Grosses Wahl-InterviewSVP-Chef Marco Chiesa gibt Ausländern Schuld an Prämienschock
Im Interview spricht SVP-Präsident Marco Chiesa über die Posse um den Wahlkampfsong, seine Beziehung zur Familie Blocher, seine drohende Abwahl und den Prämienschock.
20 Minuten traf SVP-Boss Marco Chiesa in seinem Chalet in der Nähe der Lenzerheide zum Wahlkampf-Interview. Hier siehst du die wichtigsten Aussagen des Tessiner Ständerats.
Darum gehts
SVP-Präsident Marco Chiesa macht «linke Kreise» für die Sperrung des Wahlkampfsongs verantwortlich.
Die Schuld für die auch 2024 steigenden Krankenkassenprämien schiebt er auf Zuwanderung und Asylsuchende.
Privat gibt sich der 48-Jährige als Familienvater, der sich über den Handy-Konsum seiner Kinder aufregt.
Marco Chiesa, wir treffen Sie in Ihrem Chalet, wo Sie die Sommerferien verbringen. Was bedeutet Ihnen dieser Ort?
Mein Vater ist Jäger und kommt seit Jahrzehnten hier in die Gegend um die Lenzerheide. Und meine Frau, die aus dem Berner Oberland stammt, sammelt hier Pilze. Ich selbst kann hier meine Batterien aufladen.
Können Sie es sich leisten, im Wahljahr so lange Ferien zu machen?
Ich bin Parteipräsident, aber auch Vater von zwei Kindern im Teenageralter, die Sommerferien haben. Als Vater möchte ich im Familienalltag präsent sein. Ich kann auch in der Lenzerheide arbeiten und von hier aus Termine wahrnehmen.

Marco Chiesa macht «politisches Kalkül» hinter der Sperrung des SVP-Wahlkampfsongs aus, erklärt er.
Letzte Woche lancierten Sie ein neues Wahlkampf-Video. Gefällt Ihnen der Song «Das isch d SVP» wirklich?
Ja, der Song von DJ Tommy ist sehr sympathisch, mir hat er hervorragend gefallen. Ich habe aber mit grossem Erstaunen gelesen, dass er von Youtube gesperrt wurde.
Ja, Sie haben abgekupfert, der Refrain klingt wie «We are Family». Das ist ziemlich peinlich für die grösste Partei.
Da steckt doch viel politisches Kalkül dahinter. Linke Kreise haben bewusst versucht, den Song zu verbieten. Wir werden sehen, wie sich die Situation entwickelt. Fakt ist, dass Thomas Matter den Song in Eigenregie geschrieben hat.
Ihnen wird immer wieder unterstellt, dass Sie ein Präsident von Blochers Gnaden sind. Was ist daran?
Das ist völlig absurd. Natürlich treffe ich Christoph Blocher immer wieder bei Anlässen und tausche mich mit ihm aus. Und seine Tochter hat meine Frau überzeugt, dass ich der Richtige bin für das Amt. (lacht)
Chiesa weint wegen krankem Vater und nervt sich über Kinder am Handy
Sie sprechen in den sozialen Medien von einem «blutigen Asylchaos» und illustrieren dies mit tragischen Einzelfällen. Ist das wirklich nötig?

Aufgabe 1:
Gib an, in wie vielen Zeilen der Datensätze unten die Zeichenfolge „grass“ vorkommt, wobei Groß- und Kleinschreibung zählt. Nenne nur die Zahl.

Datensätze zur Positionsbestimmung:
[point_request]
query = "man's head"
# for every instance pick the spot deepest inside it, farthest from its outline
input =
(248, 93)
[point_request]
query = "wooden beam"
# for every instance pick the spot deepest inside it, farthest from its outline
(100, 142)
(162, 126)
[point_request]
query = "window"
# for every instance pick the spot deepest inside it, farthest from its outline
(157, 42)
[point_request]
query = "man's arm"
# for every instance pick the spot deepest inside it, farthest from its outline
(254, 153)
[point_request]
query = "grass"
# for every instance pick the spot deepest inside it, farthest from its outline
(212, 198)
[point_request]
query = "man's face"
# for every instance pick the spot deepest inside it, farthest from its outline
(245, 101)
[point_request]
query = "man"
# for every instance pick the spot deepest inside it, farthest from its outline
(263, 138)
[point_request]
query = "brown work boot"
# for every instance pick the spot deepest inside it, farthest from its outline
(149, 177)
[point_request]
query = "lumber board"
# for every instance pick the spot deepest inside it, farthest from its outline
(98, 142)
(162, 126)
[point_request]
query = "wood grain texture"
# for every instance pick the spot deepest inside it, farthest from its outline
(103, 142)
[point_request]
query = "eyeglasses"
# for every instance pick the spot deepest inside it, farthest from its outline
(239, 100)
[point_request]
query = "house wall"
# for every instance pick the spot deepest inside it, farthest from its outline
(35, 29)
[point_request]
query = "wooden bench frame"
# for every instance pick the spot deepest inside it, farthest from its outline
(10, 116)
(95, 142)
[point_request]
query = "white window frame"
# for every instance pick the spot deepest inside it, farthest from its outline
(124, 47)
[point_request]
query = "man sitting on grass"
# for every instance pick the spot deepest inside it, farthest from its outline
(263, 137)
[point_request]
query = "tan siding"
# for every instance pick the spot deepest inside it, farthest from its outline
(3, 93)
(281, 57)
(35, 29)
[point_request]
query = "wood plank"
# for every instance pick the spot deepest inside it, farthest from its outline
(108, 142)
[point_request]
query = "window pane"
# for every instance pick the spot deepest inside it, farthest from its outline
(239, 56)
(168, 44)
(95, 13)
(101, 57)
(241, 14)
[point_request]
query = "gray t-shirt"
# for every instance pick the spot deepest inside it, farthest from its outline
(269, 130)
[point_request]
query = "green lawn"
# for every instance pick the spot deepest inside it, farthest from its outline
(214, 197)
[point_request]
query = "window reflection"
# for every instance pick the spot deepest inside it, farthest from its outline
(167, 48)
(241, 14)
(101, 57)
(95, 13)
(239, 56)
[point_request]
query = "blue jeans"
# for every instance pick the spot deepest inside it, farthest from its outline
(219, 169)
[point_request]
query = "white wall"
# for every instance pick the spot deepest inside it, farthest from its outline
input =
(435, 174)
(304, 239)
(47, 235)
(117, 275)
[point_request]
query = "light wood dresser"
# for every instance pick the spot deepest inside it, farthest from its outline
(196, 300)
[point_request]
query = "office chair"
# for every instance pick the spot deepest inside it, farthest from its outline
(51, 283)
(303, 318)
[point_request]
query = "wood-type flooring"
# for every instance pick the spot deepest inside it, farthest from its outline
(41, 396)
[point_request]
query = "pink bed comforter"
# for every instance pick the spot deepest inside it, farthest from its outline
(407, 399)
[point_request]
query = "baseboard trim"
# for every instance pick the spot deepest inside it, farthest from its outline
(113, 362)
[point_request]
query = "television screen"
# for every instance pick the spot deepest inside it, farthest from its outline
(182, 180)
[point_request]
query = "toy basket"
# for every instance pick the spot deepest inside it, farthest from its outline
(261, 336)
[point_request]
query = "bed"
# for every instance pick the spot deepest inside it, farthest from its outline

Aufgabe 2:
Gib aus dem Interview mit Marco Chiesa oben den Abschnitt von „Ja, Sie haben“ bis „das wirklich nötig?“ wortgetreu wieder.

Vollständige Antwort 1:
2

Vollständige Antwort 2:
Ja, Sie haben abgekupfert, der Refrain klingt wie «We are Family». Das ist ziemlich peinlich für die grösste Partei.
Da steckt doch viel politisches Kalkül dahinter. Linke Kreise haben bewusst versucht, den Song zu verbieten. Wir werden sehen, wie sich die Situation entwickelt. Fakt ist, dass Thomas Matter den Song in Eigenregie geschrieben hat.
Ihnen wird immer wieder unterstellt, dass Sie ein Präsident von Blochers Gnaden sind. Was ist daran?
Das ist völlig absurd. Natürlich treffe ich Christoph Blocher immer wieder bei Anlässen und tausche mich mit ihm aus. Und seine Tochter hat meine Frau überzeugt, dass ich der Richtige bin für das Amt. (lacht)
Chiesa weint wegen krankem Vater und nervt sich über Kinder am Handy
Sie sprechen in den sozialen Medien von einem «blutigen Asylchaos» und illustrieren dies mit tragischen Einzelfällen. Ist das wirklich nötig?